Written exercise:
Starting at the line that has "Where in this photo can the blue" and continuing through the last of the entries, rewrite those lines with "dirt ground" replaced by "bare soil", leaving everything else unchanged.

Entries:

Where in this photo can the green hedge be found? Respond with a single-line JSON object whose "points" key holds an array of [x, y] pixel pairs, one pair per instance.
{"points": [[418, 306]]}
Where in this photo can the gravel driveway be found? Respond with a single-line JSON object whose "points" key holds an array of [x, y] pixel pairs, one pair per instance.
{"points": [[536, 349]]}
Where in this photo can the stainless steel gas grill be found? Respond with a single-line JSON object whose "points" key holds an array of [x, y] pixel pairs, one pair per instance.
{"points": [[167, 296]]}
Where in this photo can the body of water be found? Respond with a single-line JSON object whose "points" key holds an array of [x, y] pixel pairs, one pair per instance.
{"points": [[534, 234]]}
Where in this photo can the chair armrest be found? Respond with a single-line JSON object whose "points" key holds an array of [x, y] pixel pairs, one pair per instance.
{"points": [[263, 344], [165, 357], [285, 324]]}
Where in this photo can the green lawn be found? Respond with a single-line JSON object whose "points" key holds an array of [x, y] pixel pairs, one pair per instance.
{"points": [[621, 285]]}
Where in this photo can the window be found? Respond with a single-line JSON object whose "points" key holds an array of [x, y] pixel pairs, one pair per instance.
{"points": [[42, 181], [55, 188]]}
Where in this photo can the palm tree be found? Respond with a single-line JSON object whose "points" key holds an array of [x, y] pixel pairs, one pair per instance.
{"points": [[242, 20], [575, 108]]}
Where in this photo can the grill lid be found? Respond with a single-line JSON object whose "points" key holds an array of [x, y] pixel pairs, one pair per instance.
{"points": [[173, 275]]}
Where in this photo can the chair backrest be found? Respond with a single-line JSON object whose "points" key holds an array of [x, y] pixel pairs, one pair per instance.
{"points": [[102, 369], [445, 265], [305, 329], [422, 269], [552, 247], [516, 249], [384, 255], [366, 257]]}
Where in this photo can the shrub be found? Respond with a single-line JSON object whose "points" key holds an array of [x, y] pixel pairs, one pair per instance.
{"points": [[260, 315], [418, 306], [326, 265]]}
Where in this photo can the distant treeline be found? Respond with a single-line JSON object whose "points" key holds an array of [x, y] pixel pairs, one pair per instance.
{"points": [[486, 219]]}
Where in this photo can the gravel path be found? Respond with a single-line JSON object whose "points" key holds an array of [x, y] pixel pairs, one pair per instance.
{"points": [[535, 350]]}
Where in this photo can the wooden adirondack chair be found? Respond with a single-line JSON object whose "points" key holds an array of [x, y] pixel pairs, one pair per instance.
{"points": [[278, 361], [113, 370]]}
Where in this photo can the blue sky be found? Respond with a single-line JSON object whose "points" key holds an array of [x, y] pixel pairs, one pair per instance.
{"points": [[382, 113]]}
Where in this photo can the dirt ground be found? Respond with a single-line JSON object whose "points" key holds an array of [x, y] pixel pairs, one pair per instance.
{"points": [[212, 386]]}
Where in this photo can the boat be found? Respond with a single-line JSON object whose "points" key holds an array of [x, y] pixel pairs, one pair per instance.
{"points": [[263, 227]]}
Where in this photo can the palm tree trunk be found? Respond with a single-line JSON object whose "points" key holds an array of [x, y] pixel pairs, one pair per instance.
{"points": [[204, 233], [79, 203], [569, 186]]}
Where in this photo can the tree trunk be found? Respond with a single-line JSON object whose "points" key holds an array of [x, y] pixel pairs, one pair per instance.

Exercise solution:
Where in this photo can the blue sky be found? Respond with a single-line JSON object whose "points" key holds an array of [x, y] pixel pairs, one pair per instance.
{"points": [[382, 113]]}
Where in this photo can the bare soil be found? Respond with a single-line JSON object whose "points" key holds an array of [x, y] pixel pairs, one pair per instance.
{"points": [[212, 386]]}
Where in this photo can the boat be found? Respond with a single-line JSON object whose "points" key holds an array of [x, y] pixel pairs, one pair per instance.
{"points": [[263, 227]]}
Where in this photo can the palm tree trunk be found? Respond with a single-line JSON object whose "points" key holds an array of [x, y] pixel pairs, one pair per instance.
{"points": [[204, 233], [79, 203], [569, 186]]}
Where in this photo can the tree trunk be found? Respond with a single-line JSON object whose "points" key holds an array of [x, y] pixel pairs, one pair per instance.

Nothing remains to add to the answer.